- GIVEN INSTRUCTION A
Copy out the grocery store tipping article word for word.

- DOCUMENT TEXT
= = = = =

When a $1.50 soda can cost $2.50 in sneaky tips, even math-savvy shoppers throw up their hands.
Redditors are scratching their heads — and wallets — after a user in r/EndTipping revealed her grocery store quietly tacked on a $1 tip to her $1.50 soda.
“I chose no tip… they still charged me a 67% tip,” she fumed (without naming the exact store or location), posting a screenshot of the receipt that showed the sneaky charge.
The poster said she selected $0 on the Square checkout screen, but the store added the dollar anyway.
“They didn’t even put it in a bag for me,” she vented. “When I got my email receipt, I noticed that the cashier appeared to have tipped herself a dollar!”
When the OP called to protest, she was told the only way to remove it was to contact the store directly — a hassle for a charge smaller than a latte.
Commenters were equally outraged. “File a chargeback. It’ll cost them a lot more than a dollar,” one advised.
Another fumed, “That’s just ridiculous. I would not be shopping at that store anymore.”
One added with snark, “Since when do workers at a grocery store even get tipped?? Especially if they aren’t picking/delivering… I’m petty enough to take notes/photos and turn their asses in.”
Some flagged the potential legal issue: one noted it “violates” Square’s terms of service if tips are charged without consent, and suggested using a “credit card chargeback.”

= = = = =

- EXCERPTED DATA
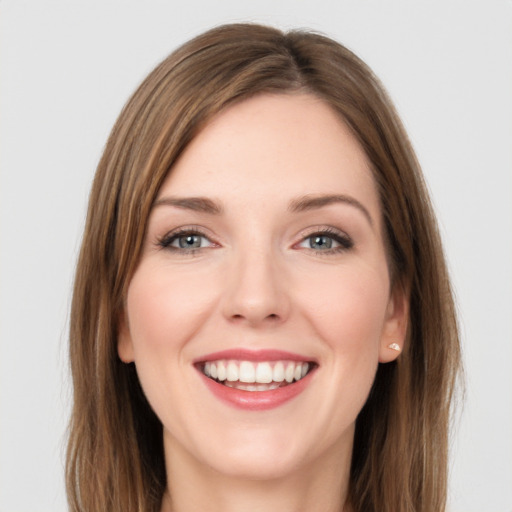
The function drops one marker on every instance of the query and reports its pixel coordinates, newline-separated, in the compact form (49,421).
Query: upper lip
(243,354)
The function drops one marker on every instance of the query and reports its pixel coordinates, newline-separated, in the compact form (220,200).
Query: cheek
(165,309)
(349,309)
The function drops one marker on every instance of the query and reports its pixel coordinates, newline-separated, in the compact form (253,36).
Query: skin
(259,281)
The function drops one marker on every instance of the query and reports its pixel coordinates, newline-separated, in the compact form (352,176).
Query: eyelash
(344,241)
(166,241)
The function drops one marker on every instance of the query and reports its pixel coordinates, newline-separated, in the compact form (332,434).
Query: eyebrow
(197,204)
(301,204)
(311,202)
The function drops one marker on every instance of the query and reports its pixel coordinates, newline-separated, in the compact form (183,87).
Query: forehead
(273,147)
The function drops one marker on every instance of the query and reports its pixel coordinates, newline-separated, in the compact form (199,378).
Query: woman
(262,315)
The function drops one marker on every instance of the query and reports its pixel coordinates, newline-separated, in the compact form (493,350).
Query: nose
(256,293)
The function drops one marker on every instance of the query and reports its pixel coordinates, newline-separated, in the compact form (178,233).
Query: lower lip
(257,400)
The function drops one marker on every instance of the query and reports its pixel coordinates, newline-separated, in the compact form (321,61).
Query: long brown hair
(115,458)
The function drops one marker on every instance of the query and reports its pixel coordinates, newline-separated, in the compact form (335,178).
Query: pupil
(190,241)
(321,242)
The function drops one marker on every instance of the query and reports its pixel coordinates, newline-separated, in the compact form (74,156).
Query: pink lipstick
(255,380)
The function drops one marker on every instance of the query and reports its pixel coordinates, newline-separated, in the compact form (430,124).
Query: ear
(394,331)
(124,340)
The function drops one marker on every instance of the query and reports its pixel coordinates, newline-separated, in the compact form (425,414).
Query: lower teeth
(255,386)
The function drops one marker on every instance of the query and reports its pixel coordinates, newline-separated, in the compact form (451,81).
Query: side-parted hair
(115,459)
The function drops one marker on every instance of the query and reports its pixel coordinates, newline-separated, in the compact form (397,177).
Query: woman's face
(262,304)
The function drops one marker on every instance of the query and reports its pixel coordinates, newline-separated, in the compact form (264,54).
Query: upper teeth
(249,372)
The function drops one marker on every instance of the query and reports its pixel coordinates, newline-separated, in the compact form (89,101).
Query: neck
(323,485)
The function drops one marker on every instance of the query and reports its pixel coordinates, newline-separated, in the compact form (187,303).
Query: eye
(327,242)
(185,241)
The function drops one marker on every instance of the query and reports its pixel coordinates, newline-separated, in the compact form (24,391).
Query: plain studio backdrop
(66,70)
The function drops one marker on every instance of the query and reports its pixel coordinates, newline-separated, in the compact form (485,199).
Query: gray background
(66,69)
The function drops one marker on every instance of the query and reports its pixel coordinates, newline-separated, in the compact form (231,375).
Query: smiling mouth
(256,376)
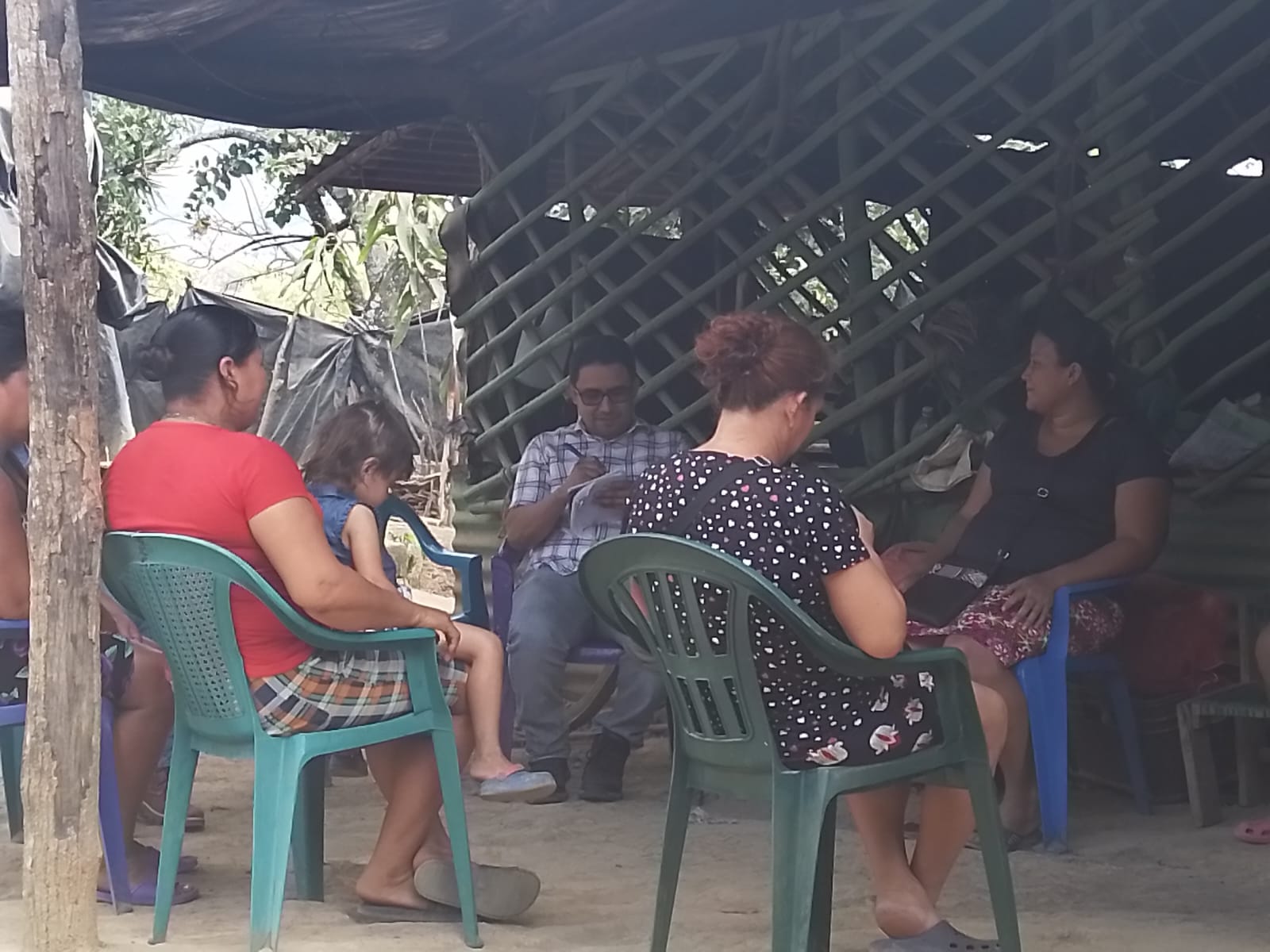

= = = = =

- GIVEN INSTRUCTION B
Put the records, from the line containing "compact form (451,81)." through their end, into a Markdown table with the columns Row and Line. Give each line its own numbered row, and skip blank lines and the pictures.

- EXERCISE RESPONSE A
When a $1.50 soda can cost $2.50 in sneaky tips, even math-savvy shoppers throw up their hands.
Redditors are scratching their heads — and wallets — after a user in r/EndTipping revealed her grocery store quietly tacked on a $1 tip to her $1.50 soda.
“I chose no tip… they still charged me a 67% tip,” she fumed (without naming the exact store or location), posting a screenshot of the receipt that showed the sneaky charge.
The poster said she selected $0 on the Square checkout screen, but the store added the dollar anyway.
“They didn’t even put it in a bag for me,” she vented. “When I got my email receipt, I noticed that the cashier appeared to have tipped herself a dollar!”
When the OP called to protest, she was told the only way to remove it was to contact the store directly — a hassle for a charge smaller than a latte.
Commenters were equally outraged. “File a chargeback. It’ll cost them a lot more than a dollar,” one advised.
Another fumed, “That’s just ridiculous. I would not be shopping at that store anymore.”
One added with snark, “Since when do workers at a grocery store even get tipped?? Especially if they aren’t picking/delivering… I’m petty enough to take notes/photos and turn their asses in.”
Some flagged the potential legal issue: one noted it “violates” Square’s terms of service if tips are charged without consent, and suggested using a “credit card chargeback.”

- EXERCISE RESPONSE B
| Row | Line |
|---|---|
| 1 | The function drops one marker on every instance of the query and reports its pixel coordinates, newline-separated, in the compact form (451,81). |
| 2 | Query: side-parted hair |
| 3 | (115,459) |
| 4 | The function drops one marker on every instance of the query and reports its pixel coordinates, newline-separated, in the compact form (397,177). |
| 5 | Query: woman's face |
| 6 | (262,304) |
| 7 | The function drops one marker on every instance of the query and reports its pixel coordinates, newline-separated, in the compact form (264,54). |
| 8 | Query: upper teeth |
| 9 | (249,372) |
| 10 | The function drops one marker on every instance of the query and reports its pixel coordinates, newline-separated, in the compact form (89,101). |
| 11 | Query: neck |
| 12 | (323,485) |
| 13 | The function drops one marker on every instance of the query and reports its pixel coordinates, newline-separated, in the compact form (187,303). |
| 14 | Query: eye |
| 15 | (327,242) |
| 16 | (185,241) |
| 17 | The function drops one marker on every instance of the query and reports its pixel coordinates, newline-separated, in the compact form (24,391). |
| 18 | Query: plain studio backdrop |
| 19 | (66,70) |
| 20 | The function drops one marker on every instance of the query and reports its pixel coordinates, newline-separated, in the compact form (485,199). |
| 21 | Query: gray background |
| 22 | (66,69) |
| 23 | The function drops one marker on every instance of the query and reports its pixel coordinates, newline-separated, in the compact form (231,375). |
| 24 | Query: smiling mouth |
| 25 | (256,376) |